Transcribe each of the entries below word for word, but omit the picture.

= = = = =

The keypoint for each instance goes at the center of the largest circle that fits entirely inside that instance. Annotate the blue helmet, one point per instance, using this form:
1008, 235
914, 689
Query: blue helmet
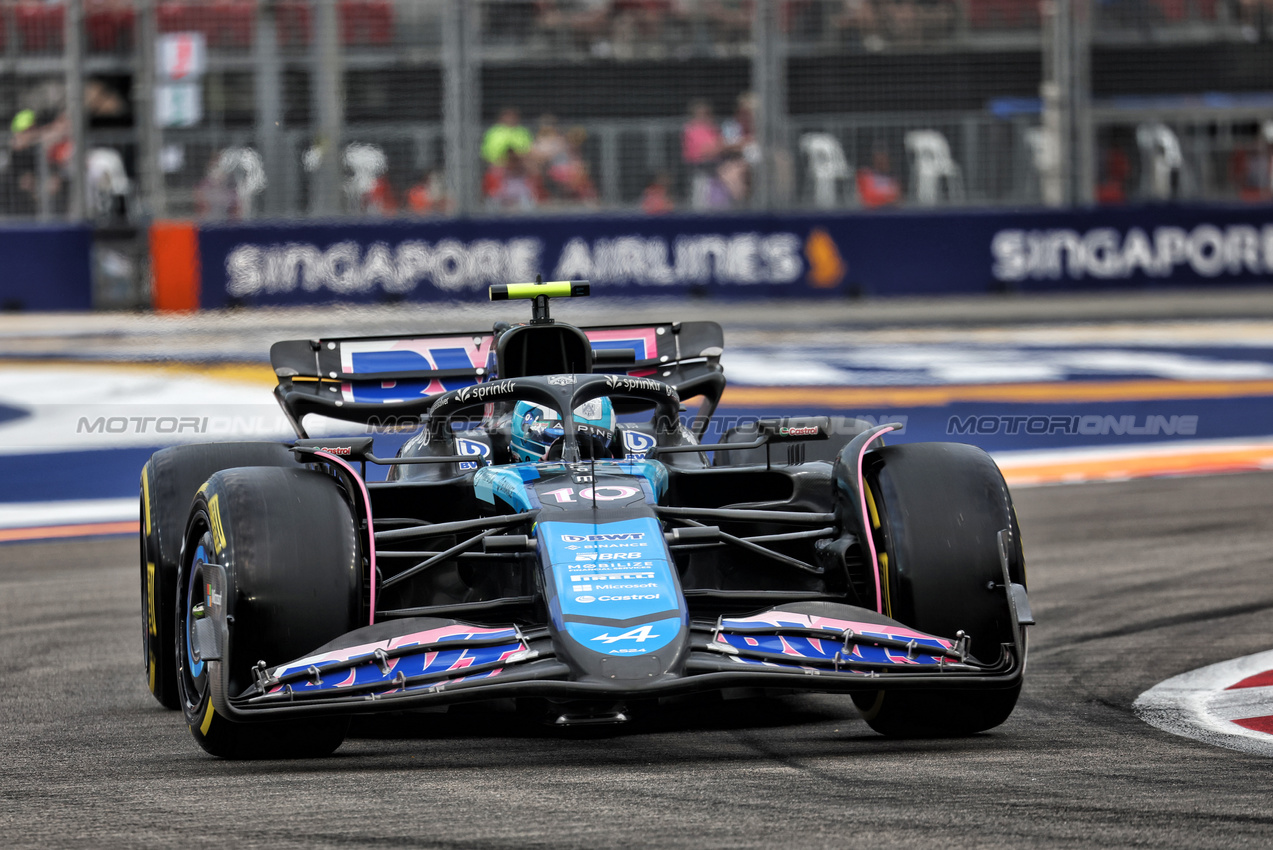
537, 430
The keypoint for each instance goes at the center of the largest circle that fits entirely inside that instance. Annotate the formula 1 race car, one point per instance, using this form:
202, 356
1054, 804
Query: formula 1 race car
556, 533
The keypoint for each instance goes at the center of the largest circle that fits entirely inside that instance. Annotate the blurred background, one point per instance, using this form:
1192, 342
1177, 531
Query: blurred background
231, 111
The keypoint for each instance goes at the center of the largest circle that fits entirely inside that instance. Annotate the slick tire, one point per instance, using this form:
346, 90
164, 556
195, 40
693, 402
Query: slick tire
168, 484
937, 513
290, 550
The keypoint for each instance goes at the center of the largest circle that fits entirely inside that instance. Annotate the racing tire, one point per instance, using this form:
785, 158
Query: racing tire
168, 484
937, 513
289, 546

= = = = =

**Task result:**
The keypoint for each instance goes at the center of the largest circle that fits entirely inside that instance. Annotate the blue helmet, one point per instance, using this form:
1008, 235
914, 689
Query: blue helmet
537, 430
The keypoint for each instance goes at the center of the largest circle that fits entirely inside that instance. Annotate the formula 1 race car, one point per instance, using this form:
202, 356
1054, 804
Query: formula 1 race car
556, 533
The keypoint for each instance goes at the center of the largest circle that fits entirely inside that instance. Annotate the blurred background, one point per instance, using this form:
1192, 342
1177, 531
Query: blurred background
231, 111
The keypoint for each instance goes at the center of the largest circle that fits entirely inside that instance. Annotate the slick tire, one point per instance, using this form:
346, 90
164, 556
195, 40
693, 402
Query: slick tire
168, 484
937, 513
290, 550
The keypoint for each instance goes at the center of the largest circle that fits entirely inside that instance. Annotate the racing tire, one point per instance, using this form:
785, 158
Query: racing tire
168, 484
937, 513
289, 546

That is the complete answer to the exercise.